## Problem statement
Exactly the lines from the one with "In this photo, point at the small" through the end of the records below are to be output, the first and last included, and no others.

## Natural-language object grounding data
<<<<
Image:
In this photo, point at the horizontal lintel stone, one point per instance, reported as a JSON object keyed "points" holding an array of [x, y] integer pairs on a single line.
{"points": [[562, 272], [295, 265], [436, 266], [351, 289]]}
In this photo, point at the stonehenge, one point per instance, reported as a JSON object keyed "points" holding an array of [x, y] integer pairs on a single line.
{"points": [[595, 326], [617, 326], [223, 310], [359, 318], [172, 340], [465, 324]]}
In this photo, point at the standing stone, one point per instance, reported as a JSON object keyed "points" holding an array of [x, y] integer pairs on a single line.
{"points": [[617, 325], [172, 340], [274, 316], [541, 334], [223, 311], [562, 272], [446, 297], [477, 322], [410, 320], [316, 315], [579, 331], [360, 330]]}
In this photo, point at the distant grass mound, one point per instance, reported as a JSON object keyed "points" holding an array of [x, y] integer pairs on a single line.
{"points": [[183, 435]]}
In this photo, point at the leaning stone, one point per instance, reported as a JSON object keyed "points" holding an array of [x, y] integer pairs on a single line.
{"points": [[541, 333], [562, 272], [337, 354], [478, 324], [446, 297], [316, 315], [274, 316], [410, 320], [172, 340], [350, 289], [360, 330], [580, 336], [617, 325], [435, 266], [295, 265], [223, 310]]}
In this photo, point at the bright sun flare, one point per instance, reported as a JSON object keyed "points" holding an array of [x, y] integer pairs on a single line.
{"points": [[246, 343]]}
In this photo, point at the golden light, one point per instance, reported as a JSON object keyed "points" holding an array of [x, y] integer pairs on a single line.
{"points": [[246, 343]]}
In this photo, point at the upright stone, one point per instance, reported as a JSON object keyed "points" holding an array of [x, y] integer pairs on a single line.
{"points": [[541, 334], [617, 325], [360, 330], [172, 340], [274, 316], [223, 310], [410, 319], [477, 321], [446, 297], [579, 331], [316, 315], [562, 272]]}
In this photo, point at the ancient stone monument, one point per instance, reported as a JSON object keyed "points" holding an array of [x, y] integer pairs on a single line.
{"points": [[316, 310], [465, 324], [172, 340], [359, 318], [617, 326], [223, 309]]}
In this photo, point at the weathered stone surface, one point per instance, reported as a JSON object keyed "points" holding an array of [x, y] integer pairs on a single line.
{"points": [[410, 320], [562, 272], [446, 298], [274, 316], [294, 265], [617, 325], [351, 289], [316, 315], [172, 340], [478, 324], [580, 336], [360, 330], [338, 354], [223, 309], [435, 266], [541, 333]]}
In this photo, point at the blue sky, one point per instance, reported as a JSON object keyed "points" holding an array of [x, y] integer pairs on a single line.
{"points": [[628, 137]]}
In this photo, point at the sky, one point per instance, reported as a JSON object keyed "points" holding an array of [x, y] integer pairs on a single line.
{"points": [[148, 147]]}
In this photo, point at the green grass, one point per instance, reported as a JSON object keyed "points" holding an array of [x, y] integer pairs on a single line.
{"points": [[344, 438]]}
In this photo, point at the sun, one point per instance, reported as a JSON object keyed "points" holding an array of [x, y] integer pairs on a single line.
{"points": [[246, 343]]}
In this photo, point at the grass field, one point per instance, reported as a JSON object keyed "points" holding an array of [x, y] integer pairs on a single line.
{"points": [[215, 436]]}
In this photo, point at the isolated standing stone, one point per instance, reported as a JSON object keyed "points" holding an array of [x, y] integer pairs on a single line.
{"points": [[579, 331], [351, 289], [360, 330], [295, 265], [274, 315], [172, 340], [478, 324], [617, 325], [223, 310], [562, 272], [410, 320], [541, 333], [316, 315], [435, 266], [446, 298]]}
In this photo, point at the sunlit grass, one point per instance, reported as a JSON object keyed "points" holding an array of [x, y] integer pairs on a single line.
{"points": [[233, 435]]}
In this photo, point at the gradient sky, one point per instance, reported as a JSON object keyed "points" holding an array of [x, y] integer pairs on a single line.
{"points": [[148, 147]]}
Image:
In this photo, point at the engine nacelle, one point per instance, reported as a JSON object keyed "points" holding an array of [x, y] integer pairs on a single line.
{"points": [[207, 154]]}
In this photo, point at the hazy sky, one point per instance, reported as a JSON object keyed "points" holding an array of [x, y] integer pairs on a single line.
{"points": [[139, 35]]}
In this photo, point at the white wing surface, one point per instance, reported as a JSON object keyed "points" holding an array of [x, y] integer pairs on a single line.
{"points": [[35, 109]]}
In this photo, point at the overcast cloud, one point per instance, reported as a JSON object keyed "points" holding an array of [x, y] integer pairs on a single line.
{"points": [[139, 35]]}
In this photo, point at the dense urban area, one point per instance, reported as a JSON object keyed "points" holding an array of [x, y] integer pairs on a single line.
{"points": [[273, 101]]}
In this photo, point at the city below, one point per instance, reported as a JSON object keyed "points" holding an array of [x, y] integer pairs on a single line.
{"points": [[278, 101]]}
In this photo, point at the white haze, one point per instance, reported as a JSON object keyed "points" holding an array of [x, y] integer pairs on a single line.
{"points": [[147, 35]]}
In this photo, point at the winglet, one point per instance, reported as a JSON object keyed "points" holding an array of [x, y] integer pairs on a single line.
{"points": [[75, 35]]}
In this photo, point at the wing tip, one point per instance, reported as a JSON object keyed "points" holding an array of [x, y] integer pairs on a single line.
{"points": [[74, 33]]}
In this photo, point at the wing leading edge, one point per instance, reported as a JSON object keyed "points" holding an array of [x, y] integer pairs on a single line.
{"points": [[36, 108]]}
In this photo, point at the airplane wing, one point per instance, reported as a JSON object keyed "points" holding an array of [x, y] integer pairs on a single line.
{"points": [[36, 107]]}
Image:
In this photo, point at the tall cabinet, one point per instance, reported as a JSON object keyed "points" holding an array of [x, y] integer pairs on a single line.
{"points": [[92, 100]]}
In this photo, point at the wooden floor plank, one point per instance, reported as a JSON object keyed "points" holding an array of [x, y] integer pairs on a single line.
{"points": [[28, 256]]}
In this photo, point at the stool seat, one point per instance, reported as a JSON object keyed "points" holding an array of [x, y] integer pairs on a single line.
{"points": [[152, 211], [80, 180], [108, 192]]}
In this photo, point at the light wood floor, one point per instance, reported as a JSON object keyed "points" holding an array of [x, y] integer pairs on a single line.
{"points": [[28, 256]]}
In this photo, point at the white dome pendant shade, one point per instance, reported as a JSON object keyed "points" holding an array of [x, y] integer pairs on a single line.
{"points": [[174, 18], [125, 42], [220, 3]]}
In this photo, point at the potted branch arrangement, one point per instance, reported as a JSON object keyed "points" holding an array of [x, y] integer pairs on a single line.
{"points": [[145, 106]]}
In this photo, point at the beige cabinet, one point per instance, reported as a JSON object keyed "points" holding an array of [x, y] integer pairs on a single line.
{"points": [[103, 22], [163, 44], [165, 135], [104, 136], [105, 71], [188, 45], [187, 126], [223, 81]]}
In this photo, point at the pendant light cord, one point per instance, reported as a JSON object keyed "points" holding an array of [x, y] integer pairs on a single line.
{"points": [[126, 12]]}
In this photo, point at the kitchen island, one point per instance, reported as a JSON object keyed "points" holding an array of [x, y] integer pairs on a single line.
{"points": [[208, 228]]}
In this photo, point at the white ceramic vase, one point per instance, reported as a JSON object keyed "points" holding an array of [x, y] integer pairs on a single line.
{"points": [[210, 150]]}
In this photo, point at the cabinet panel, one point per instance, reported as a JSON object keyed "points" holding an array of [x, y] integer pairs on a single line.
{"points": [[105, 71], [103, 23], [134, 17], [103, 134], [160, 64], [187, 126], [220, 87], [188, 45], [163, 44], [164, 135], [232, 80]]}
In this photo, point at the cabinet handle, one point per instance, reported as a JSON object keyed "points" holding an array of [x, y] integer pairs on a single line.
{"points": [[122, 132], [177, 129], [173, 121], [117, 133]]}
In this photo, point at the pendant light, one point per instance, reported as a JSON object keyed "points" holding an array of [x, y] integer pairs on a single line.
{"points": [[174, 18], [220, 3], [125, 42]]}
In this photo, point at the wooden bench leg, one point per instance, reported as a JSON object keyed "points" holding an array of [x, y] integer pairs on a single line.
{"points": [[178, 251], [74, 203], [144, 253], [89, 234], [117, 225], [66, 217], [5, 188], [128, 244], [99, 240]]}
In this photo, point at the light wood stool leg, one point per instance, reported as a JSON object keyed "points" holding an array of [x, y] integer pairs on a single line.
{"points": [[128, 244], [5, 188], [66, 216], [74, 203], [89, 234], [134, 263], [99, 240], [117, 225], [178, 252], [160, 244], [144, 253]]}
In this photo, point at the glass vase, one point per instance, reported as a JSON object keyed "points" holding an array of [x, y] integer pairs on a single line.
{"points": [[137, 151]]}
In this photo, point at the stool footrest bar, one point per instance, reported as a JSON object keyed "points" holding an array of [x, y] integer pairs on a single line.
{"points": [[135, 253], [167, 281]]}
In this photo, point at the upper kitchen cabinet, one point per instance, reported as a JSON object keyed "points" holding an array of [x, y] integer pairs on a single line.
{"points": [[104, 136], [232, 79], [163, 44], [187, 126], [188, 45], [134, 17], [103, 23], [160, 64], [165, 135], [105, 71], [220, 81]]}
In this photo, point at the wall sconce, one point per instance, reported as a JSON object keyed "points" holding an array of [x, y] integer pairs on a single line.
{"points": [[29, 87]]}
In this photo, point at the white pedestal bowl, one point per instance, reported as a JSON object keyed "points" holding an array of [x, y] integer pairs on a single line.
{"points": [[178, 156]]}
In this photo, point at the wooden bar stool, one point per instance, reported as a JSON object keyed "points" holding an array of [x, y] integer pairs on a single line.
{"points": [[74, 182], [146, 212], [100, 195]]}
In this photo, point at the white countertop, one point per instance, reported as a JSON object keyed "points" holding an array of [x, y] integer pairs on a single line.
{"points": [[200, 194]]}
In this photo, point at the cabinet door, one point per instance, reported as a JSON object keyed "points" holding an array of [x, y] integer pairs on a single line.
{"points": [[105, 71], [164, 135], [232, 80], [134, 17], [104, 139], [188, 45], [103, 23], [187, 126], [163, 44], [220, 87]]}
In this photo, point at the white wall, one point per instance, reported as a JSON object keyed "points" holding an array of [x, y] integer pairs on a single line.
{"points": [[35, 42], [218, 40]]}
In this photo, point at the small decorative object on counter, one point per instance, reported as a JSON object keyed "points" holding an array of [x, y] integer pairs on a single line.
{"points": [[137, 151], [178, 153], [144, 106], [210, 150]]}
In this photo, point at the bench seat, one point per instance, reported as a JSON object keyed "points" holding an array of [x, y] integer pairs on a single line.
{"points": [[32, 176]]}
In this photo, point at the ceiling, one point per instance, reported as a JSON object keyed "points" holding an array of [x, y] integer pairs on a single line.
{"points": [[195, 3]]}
>>>>
## Response area
In this photo, point at the small decorative object on counter, one point per instance, reported as a JSON object keyed "points" holding an array of [x, y] integer pairs on a single line.
{"points": [[137, 151], [178, 153], [144, 106], [210, 150]]}
In this photo, point at the bench seat, one point per instance, reported as a JSON object keyed "points" holding an array of [x, y] integer pairs on a single line.
{"points": [[32, 176]]}
In this photo, point at the ceiling, one point per instance, reported as a JSON object keyed "points" holding an array of [x, y] integer pairs on a single line.
{"points": [[195, 3]]}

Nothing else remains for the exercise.